## [Task details]
Rewrite everything in the data from the line containing "like [(183, 94)]." down to the line containing "[(270, 36), (270, 28)]", both included, keeping the requests as they are. Multiply each point coordinate in the answers by 1.45 and round to whole numbers, halves up.
# Given entries start
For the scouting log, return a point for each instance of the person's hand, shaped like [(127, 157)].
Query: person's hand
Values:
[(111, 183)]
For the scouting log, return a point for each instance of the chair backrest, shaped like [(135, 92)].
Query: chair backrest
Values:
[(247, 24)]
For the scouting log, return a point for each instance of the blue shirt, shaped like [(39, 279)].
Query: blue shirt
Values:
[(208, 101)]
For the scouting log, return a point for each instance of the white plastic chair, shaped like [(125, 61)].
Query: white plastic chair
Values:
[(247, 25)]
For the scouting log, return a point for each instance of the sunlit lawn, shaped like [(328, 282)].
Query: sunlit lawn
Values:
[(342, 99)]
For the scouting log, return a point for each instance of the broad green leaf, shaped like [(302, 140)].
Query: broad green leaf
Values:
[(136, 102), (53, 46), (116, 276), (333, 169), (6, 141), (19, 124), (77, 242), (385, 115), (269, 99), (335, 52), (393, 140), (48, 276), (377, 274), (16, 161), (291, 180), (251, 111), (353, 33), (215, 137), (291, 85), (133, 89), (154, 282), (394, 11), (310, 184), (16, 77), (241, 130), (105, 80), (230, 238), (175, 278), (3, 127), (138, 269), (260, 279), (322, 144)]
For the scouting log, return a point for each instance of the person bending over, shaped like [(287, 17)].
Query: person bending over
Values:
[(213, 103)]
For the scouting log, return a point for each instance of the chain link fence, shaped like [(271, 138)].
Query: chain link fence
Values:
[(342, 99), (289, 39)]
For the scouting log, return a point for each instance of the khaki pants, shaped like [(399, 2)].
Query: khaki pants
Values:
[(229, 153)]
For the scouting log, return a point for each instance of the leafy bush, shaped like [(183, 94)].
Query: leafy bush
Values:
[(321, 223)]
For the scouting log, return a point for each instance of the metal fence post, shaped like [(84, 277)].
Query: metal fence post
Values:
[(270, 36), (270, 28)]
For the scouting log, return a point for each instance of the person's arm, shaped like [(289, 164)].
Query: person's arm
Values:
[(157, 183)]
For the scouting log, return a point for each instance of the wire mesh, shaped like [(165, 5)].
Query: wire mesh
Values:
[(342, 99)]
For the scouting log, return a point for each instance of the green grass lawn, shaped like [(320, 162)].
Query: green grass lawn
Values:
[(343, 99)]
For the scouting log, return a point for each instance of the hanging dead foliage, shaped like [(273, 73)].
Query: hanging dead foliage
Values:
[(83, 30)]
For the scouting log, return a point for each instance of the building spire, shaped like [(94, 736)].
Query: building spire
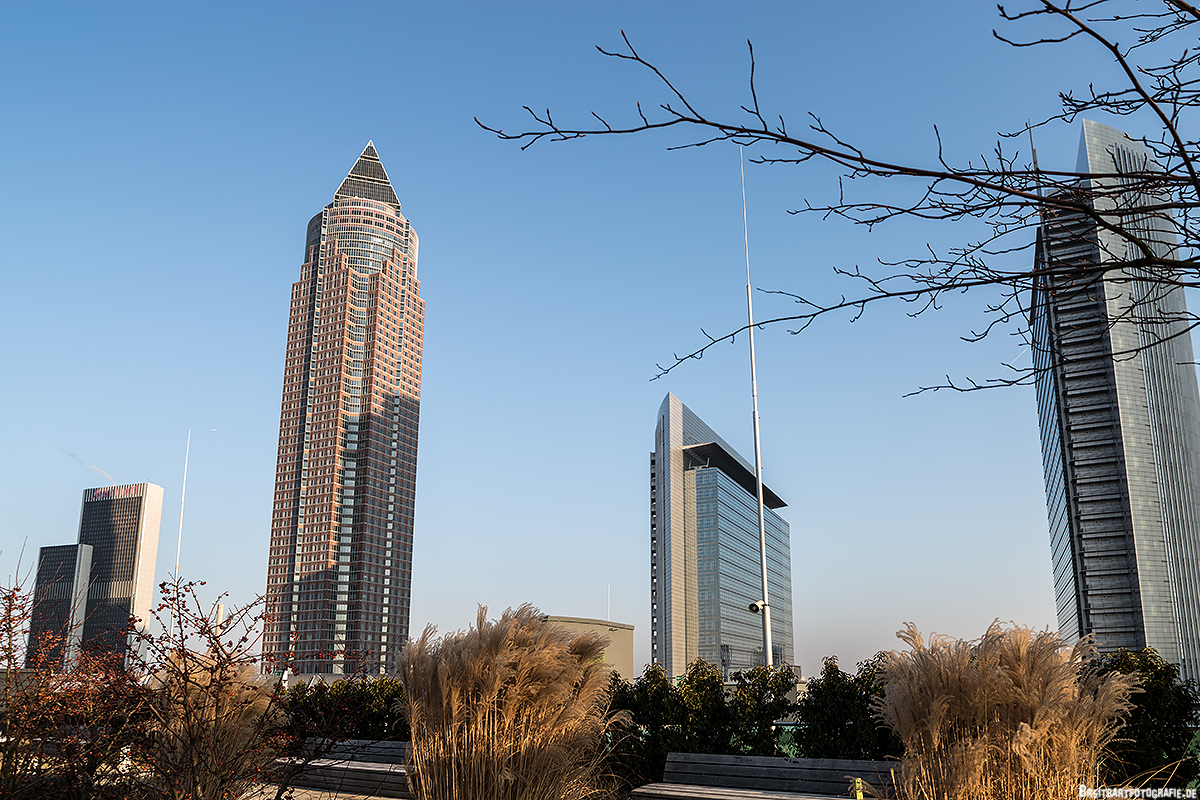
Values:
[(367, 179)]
# Given entries end
# Given entries start
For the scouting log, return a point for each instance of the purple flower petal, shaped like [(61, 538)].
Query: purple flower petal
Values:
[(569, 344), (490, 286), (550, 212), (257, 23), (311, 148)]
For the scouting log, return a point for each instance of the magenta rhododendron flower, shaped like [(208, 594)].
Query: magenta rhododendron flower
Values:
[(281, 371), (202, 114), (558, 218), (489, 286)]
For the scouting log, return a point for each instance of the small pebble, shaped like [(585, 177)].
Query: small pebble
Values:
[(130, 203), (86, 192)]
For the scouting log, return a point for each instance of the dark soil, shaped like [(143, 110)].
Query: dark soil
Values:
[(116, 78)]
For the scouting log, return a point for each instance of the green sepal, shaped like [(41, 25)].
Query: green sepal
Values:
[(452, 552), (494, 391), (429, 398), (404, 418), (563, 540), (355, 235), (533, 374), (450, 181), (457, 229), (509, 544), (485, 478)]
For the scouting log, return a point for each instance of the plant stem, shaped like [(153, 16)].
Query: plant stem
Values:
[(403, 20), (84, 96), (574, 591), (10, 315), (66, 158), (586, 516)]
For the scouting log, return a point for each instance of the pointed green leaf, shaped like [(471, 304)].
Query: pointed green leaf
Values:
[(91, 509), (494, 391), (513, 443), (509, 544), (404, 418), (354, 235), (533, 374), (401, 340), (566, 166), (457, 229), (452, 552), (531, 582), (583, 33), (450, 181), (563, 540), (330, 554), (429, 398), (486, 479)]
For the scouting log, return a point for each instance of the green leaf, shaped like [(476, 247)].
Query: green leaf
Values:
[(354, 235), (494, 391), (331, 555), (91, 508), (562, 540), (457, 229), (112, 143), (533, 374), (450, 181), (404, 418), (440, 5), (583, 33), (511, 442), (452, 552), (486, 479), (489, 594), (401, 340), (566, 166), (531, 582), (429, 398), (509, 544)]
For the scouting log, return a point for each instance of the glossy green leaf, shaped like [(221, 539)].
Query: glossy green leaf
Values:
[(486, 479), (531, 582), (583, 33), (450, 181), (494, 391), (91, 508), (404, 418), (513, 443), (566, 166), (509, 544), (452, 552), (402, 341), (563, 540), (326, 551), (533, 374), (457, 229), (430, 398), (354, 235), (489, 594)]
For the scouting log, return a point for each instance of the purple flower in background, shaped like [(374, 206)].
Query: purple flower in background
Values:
# Given entries end
## [Output for this task]
For the scouting log, return a point for each instance of the leafy bush, shaped like [(183, 94)].
Query: leafy bush
Values:
[(465, 323)]
For the scouting log, return a point for each instance of the metal fence post, shaped like [(84, 277)].
Query: metal fence post
Values:
[(392, 52), (392, 41)]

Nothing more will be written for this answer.